● **WORK ORDER 1**: Which abbreviations does the tuberculosis text below spell out in full, and what does each one stand for?
● **WORK ORDER 2**: How would you render this sentence from the tuberculosis text below in Spanish: "There is a need for shorter, simpler, and more effective treatments with new modes of action."

● **EXCERPT TO READ**:
::::
This project focuses on the development of drugs that target novel, unexplored biological pathways to treat Tuberculosis and tackle the global threat of drug resistance.
Tuberculosis (TB) is a major health problem, which affects approximately 25% of the human population and kills 1.6m people per year. One of the main obstacles in the cure and eradication of TB is antibiotic resistance. There are roughly half a million new cases of drug-resistant TB per year, with an alarming increase of extensive or untreatable drug-resistant cases.
The current antibiotic treatments for TB are long and complex and do not completely clear the infection, which leads to relapse and drug resistance. Multi Drug Resistant (MDR) and Extensively Drug Resistant (XDR) TB treatments are longer, more toxic and less effective. Current drugs are incompatible with HIV therapy, thus contributing to comorbidity and transmission.
To cure and eradicate TB, the most significant hurdle to overcome is antibiotic resistance. Traditional anti-TB therapeutics act by inhibiting essential bacterial processes that result in drug resistant Mycobacterium tuberculosis (Mtb) strains (the bacteria that causes TB).
There is a need for shorter, simpler, and more effective treatments with new modes of action.
An alternative approach is to inhibit Mtb virulence factors, thus compromising infection persistence. Mtb promotes its own survival by secreting virulence factors, which block the natural immune response and prevent host macrophages (the white blood cells that Mtb hide in) being able to kill the bacteria.
::::
● **DATASET ENTRIES**:
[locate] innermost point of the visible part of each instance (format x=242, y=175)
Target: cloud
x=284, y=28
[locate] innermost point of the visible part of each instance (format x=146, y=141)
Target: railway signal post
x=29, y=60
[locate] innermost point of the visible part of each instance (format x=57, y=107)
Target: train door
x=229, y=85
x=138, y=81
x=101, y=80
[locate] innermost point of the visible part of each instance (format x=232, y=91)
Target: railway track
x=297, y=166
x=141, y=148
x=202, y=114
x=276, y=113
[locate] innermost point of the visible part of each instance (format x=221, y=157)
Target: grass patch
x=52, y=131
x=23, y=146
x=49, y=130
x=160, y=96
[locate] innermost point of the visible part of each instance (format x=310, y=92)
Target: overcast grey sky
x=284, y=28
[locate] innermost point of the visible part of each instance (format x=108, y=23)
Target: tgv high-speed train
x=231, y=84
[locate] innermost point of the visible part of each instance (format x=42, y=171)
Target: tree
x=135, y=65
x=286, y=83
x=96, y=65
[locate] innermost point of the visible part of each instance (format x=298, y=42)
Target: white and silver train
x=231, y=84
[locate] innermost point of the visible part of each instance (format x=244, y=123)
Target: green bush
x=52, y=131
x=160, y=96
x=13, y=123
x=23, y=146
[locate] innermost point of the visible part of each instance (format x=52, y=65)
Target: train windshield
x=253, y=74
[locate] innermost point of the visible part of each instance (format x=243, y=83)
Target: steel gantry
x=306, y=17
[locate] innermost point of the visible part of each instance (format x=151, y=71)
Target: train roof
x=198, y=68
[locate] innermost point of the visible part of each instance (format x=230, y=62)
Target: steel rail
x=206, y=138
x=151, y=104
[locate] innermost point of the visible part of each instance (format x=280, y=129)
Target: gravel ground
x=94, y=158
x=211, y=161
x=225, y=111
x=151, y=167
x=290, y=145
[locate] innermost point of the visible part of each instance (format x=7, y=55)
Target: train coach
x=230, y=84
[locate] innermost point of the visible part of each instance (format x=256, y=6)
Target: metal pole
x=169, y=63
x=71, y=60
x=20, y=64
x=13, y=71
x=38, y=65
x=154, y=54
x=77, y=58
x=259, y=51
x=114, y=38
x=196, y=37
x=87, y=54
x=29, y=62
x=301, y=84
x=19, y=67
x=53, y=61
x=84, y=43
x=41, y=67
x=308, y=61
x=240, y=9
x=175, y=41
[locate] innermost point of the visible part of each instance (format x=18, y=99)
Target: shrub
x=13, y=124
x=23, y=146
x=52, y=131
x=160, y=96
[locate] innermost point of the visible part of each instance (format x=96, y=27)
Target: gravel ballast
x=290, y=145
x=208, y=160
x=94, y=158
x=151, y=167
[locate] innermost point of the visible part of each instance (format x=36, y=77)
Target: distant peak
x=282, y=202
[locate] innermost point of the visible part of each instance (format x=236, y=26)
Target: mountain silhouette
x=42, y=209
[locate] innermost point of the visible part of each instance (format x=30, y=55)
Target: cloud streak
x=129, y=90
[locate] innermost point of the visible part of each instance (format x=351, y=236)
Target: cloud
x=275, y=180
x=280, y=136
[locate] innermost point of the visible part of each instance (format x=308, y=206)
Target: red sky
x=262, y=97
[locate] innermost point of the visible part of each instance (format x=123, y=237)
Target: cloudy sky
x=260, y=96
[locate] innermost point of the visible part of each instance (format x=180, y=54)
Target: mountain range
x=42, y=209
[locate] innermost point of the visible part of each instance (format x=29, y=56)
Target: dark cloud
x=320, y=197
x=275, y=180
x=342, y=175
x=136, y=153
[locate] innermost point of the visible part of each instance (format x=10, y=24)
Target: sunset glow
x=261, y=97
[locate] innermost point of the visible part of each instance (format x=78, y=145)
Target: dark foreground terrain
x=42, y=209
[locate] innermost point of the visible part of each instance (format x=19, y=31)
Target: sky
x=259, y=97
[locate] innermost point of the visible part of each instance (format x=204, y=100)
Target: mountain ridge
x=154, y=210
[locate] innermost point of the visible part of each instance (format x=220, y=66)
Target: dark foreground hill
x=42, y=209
::::
● **EXERCISE RESULT 1**:
TB: Tuberculosis
MDR: Multi Drug Resistant
XDR: Extensively Drug Resistant
Mtb: Mycobacterium tuberculosis

● **EXERCISE RESULT 2**: Se necesitan tratamientos más cortos, más sencillos y más eficaces con nuevos modos de acción.